Extract provided
▼

Tuesday, September 10, 2024

Bad Boys: Ride or Die (2024)

I tried to talk him out of it, but Alex insisted on paying Amazon $20 to rent this movie so we could watch it. So what did we get?

Mike (Will Smith) is getting married. Not to Rita (Paolo Nunez), the lady cop he clearly had some sparks with in the last movie. No, she's dating the mayor (Ioan Gruffudd), who seems like a supportive boyfriend and nice fellow, so you know he's shady. Mike's marrying his physical therapist, who we'd never seen before. But he's never processed the mental trauma of nearly dying, or dealt with his apparently deep-seeded fears that everyone he cares about dies. Which starts manifesting as panic attacks, which Will Smith demonstrates by making weird breathing noises and rolling his eyes back. Honestly, I thought he was having a heart attack, which would have been kind of grim given other events (see below.) Maybe it's a good representation of panic attacks, I don't know. Pretty sure you don't just get over it by your best friend repeatedly slapping you, though.

The situation is made worse when some cartel guys try to cover their tracks by framing the deceased captain (Joe Pantoliano) as being on the take. Mike's got to get info out of the son he learned he had in the third movie, while dealing with the guilt of never having been there for this kid, who is the one who killed Pantoliano in the first place (the murder now retconned to not be a revenge thing.)

▲

The problem
Copy the passage of the movie review from "Bad Boys: Ride" to "did we get?". These entries come from a separate source unrelated to the review.

Natural-language object grounding data
▼

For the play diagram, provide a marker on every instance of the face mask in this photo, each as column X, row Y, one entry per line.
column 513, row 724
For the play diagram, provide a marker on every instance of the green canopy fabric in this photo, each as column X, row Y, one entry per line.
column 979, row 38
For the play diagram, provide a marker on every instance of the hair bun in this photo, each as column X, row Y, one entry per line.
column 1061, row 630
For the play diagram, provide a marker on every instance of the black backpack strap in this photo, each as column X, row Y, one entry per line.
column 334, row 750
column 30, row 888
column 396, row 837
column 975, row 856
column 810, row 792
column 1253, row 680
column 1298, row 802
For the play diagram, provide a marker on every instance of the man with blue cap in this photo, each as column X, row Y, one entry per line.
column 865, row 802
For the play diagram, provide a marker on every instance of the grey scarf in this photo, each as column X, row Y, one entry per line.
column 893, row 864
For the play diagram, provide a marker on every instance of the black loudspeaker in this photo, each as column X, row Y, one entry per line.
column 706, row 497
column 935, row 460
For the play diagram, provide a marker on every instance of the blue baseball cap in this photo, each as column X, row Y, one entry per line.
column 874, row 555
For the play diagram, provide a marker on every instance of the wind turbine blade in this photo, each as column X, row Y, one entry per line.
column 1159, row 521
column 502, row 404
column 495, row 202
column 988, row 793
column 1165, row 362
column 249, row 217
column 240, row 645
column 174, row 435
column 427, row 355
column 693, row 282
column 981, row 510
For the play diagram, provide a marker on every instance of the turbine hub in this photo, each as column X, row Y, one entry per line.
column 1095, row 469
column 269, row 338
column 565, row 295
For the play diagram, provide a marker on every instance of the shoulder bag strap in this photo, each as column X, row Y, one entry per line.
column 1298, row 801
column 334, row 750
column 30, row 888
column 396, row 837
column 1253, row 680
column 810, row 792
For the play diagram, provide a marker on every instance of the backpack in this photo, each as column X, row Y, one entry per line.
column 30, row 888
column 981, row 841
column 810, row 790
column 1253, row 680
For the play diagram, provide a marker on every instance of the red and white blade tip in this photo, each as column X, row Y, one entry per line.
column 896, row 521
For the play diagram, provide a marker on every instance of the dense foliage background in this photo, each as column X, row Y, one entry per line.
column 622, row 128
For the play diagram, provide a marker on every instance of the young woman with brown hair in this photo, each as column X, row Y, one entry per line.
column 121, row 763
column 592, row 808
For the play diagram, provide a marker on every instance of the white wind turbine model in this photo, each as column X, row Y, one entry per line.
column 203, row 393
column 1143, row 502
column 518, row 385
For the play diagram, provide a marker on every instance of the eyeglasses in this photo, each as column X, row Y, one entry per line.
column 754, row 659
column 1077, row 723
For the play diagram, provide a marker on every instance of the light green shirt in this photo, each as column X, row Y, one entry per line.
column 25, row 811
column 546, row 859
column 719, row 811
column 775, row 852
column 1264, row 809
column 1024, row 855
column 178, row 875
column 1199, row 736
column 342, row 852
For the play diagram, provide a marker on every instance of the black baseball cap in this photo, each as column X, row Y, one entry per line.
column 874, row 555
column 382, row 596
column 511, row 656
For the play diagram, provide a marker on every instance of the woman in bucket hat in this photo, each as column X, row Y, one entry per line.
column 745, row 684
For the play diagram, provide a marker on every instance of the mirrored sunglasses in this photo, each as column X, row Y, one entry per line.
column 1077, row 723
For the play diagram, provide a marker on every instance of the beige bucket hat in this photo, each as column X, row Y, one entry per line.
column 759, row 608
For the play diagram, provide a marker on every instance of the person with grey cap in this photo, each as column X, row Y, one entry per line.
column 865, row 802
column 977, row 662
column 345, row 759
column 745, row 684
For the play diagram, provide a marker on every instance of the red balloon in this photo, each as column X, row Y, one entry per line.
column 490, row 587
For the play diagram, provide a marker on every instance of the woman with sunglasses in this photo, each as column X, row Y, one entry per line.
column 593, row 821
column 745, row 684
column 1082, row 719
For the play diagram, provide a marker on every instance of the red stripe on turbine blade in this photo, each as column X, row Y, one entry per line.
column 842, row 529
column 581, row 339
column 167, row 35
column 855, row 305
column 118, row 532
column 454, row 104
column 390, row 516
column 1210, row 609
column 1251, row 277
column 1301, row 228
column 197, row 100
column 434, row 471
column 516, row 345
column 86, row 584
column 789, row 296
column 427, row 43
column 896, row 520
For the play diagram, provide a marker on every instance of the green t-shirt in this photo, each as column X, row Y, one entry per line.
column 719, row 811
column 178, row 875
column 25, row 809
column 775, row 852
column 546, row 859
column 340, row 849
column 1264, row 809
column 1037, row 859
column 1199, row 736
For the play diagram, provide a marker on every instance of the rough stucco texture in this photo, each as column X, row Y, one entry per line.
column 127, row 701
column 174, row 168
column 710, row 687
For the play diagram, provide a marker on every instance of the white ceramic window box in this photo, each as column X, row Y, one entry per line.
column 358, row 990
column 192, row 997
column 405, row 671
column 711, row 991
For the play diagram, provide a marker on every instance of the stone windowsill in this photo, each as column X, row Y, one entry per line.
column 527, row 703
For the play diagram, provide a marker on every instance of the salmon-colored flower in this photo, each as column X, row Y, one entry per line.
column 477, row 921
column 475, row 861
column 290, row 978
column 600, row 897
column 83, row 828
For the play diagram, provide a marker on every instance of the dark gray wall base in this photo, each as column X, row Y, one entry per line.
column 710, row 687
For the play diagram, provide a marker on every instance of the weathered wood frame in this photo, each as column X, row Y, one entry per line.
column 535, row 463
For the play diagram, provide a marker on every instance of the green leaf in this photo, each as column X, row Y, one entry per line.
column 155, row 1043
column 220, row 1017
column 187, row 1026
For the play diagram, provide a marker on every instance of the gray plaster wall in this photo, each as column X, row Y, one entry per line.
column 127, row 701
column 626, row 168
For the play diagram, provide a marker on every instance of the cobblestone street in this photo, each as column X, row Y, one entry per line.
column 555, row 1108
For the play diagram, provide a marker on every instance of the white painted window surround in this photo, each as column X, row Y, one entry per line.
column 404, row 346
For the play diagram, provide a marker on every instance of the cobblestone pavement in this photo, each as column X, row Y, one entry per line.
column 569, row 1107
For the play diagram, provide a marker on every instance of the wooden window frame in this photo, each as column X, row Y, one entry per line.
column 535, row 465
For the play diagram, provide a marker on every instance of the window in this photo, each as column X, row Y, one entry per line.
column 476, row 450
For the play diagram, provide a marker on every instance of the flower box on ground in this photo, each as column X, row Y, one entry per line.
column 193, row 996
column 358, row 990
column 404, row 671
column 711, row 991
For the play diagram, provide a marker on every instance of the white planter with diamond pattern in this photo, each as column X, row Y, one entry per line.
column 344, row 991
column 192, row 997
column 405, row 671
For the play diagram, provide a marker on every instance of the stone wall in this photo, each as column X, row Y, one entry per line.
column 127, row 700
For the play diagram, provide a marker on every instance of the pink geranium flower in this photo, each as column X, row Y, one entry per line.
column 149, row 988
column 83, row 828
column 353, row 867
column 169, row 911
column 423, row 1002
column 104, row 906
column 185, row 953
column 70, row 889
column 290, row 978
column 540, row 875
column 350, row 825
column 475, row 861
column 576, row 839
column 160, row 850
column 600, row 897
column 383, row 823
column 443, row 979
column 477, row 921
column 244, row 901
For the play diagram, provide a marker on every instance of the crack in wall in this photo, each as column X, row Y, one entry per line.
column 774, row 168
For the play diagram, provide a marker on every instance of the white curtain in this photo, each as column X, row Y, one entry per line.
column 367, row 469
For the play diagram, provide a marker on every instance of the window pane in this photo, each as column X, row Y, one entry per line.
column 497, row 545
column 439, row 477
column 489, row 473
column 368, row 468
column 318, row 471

▲

Problem solution
Bad Boys: Ride or Die (2024)

I tried to talk him out of it, but Alex insisted on paying Amazon $20 to rent this movie so we could watch it. So what did we get?